Your instructions: Please list every question posed in the paragraph of the trend following article that begins "In this article."

# START OF Excerpt

Last Updated on June 11, 2021 by Oddmund Groette
Trend following is popular, especially in the commodity markets, and we aim to shed some light on this type of investing.
In this article, we take a deeper look at what trend following is. Do trend following systems work? Which markets do trend following strategies work on? Is trend following complicated? We discuss the performance of six specific trend following strategies, and end the article by looking at the pros and cons of trend following.
What is trend following?
Trend following is when you try to capture extended moves in the financial markets, either up or down. Once in a while prices tend to keep on going (enduring) and these are the moves trend followers like. The aim is to capture most of such moves, not all, but the majority of them.
Trend followers are not trying to predict tops and bottoms. They are not trying to predict anything, really. The aim is, quite simply, to take advantage of moves in different asset classes in the anticipation that some of the positions go their way big time. There is zero forecasting involved.

# END OF Excerpt
# START OF Dataset excerpts

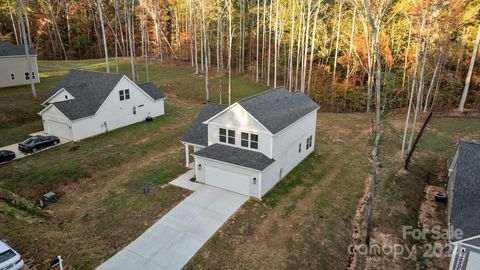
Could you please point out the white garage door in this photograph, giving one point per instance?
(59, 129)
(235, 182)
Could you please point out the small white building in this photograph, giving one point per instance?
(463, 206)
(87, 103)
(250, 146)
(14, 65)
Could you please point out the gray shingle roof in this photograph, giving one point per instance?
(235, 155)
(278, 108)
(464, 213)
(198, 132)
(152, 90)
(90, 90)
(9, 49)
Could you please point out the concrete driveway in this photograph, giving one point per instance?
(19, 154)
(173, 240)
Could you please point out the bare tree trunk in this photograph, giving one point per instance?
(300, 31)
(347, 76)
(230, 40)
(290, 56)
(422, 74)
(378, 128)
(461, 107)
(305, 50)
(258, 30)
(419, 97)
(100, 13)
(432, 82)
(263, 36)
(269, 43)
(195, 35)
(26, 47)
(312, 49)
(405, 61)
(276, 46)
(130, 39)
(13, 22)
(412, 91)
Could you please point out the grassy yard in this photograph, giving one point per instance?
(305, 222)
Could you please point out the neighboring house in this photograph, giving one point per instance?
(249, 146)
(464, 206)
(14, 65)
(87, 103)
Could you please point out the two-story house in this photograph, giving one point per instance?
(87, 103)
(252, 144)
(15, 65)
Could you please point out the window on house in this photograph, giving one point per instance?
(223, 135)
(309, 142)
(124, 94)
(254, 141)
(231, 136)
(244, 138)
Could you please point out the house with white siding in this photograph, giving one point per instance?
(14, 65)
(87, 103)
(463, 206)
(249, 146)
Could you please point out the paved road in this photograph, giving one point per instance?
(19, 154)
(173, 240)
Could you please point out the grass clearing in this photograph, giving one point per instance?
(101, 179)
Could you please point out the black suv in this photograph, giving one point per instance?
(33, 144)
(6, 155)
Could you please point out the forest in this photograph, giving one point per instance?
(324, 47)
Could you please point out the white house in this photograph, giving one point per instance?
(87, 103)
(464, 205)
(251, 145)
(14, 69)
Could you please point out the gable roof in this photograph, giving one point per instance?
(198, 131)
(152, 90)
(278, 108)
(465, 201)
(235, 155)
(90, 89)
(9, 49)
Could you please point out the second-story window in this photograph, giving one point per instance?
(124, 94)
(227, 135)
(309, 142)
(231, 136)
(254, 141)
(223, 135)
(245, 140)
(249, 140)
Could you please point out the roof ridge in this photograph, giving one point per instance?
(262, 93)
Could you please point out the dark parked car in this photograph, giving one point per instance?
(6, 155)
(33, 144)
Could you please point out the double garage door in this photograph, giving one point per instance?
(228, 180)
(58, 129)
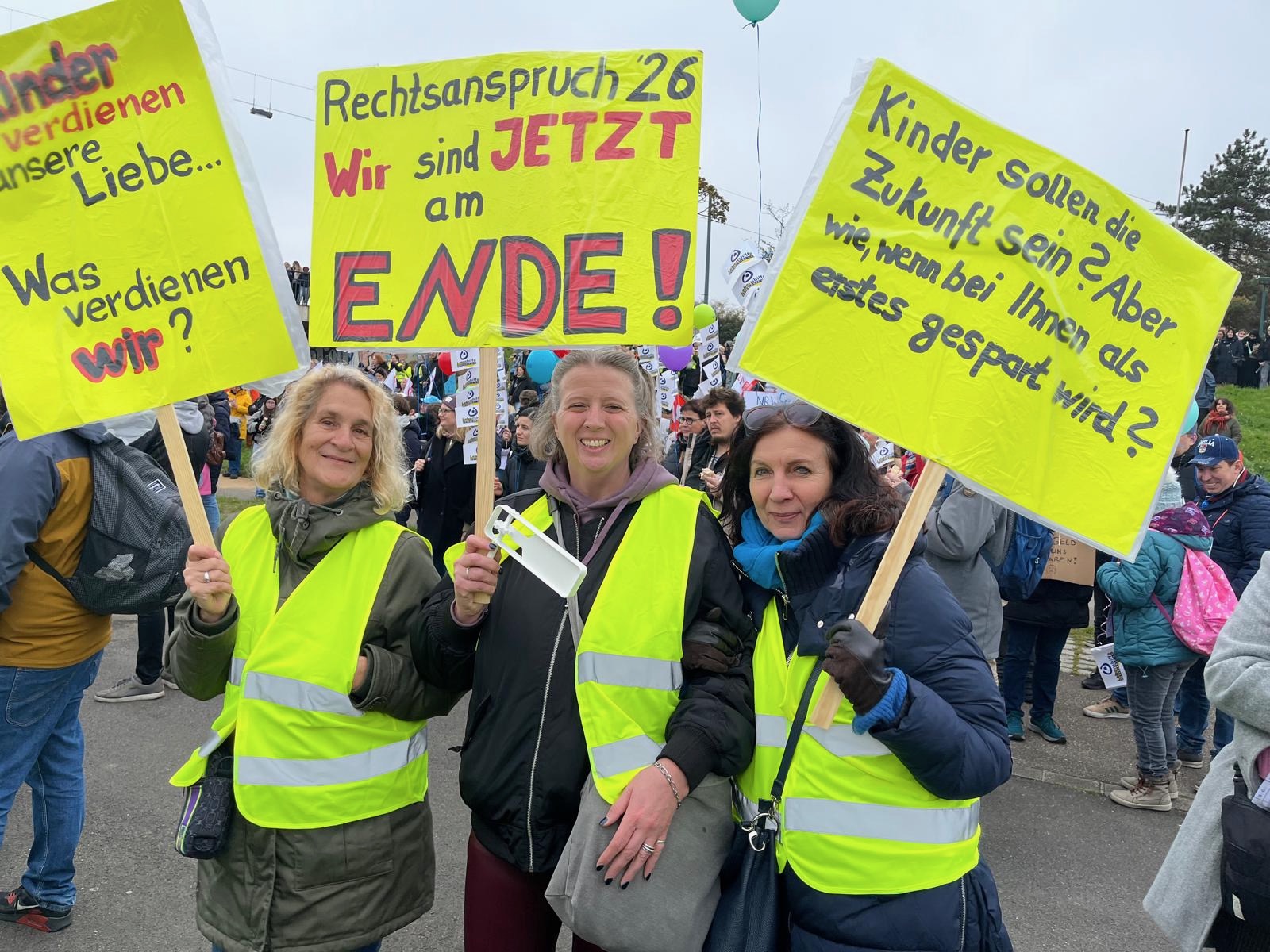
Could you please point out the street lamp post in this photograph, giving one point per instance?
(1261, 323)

# END OF Dataset excerpts
# START OF Dataset excerpts

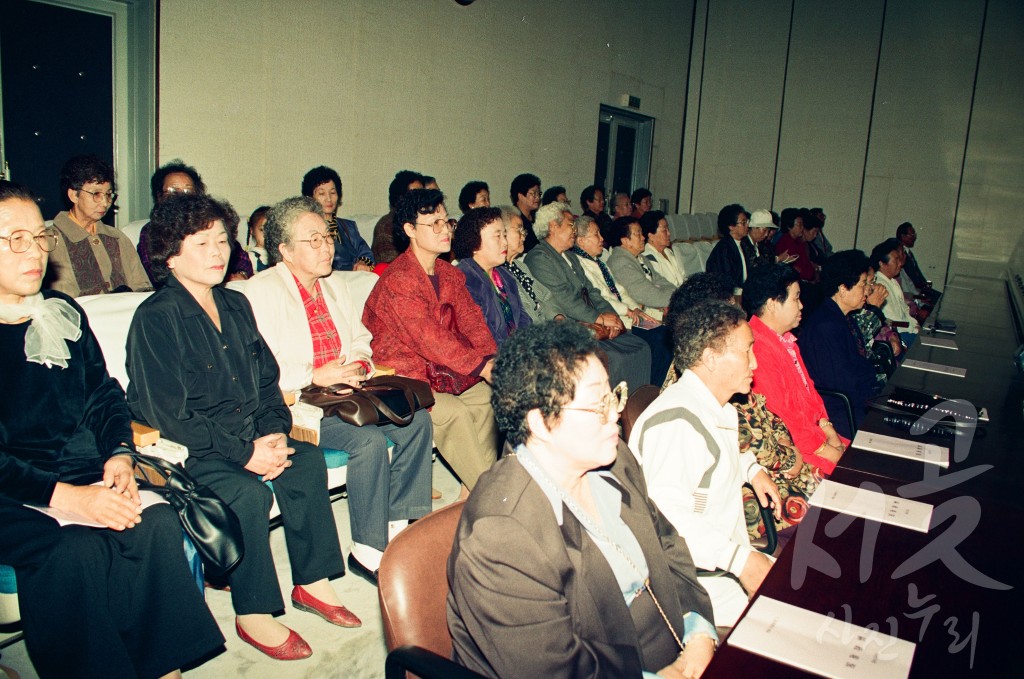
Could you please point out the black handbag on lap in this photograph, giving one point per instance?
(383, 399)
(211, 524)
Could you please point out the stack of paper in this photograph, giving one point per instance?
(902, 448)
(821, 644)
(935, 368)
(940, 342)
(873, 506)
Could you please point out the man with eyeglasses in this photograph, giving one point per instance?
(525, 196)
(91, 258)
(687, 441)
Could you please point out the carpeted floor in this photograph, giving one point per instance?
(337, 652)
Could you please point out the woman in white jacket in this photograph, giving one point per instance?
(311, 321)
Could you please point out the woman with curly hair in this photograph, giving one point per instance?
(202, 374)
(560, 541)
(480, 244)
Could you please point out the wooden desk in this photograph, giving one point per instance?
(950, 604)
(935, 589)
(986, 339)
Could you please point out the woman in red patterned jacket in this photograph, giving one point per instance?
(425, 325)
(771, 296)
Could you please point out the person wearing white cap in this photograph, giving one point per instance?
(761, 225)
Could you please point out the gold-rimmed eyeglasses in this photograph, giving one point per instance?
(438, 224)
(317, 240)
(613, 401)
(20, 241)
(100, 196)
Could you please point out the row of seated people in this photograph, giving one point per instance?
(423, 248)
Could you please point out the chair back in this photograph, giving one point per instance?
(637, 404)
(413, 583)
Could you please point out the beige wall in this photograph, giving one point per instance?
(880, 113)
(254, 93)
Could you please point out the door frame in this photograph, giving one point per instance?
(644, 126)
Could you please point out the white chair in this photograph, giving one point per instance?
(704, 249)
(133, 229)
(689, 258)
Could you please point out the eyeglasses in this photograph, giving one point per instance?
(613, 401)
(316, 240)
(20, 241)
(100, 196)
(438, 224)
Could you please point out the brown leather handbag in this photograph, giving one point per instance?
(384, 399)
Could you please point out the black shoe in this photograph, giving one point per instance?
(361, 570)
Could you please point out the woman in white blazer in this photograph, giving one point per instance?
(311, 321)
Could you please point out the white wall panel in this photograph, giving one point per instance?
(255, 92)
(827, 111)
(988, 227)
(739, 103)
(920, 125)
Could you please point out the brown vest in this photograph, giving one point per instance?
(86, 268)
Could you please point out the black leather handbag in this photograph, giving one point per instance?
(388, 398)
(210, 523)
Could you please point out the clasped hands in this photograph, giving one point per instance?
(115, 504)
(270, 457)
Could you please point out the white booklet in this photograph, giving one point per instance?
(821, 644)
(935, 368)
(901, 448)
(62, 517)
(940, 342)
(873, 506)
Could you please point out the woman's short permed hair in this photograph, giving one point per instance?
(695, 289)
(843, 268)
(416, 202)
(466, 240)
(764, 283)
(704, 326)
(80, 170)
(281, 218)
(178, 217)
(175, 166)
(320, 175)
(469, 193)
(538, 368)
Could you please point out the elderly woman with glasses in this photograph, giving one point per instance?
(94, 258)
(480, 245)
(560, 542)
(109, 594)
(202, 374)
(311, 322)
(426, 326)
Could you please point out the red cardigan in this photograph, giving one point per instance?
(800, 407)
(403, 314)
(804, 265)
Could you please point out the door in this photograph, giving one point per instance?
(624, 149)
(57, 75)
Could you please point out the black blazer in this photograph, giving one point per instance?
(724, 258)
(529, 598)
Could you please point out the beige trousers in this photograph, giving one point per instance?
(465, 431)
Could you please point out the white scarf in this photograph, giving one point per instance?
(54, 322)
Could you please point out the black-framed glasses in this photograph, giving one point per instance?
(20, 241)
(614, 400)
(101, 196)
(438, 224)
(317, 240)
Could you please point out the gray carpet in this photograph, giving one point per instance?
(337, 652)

# END OF Dataset excerpts

Answer:
Do trend following systems work?
Which markets do trend following strategies work on?
Is trend following complicated?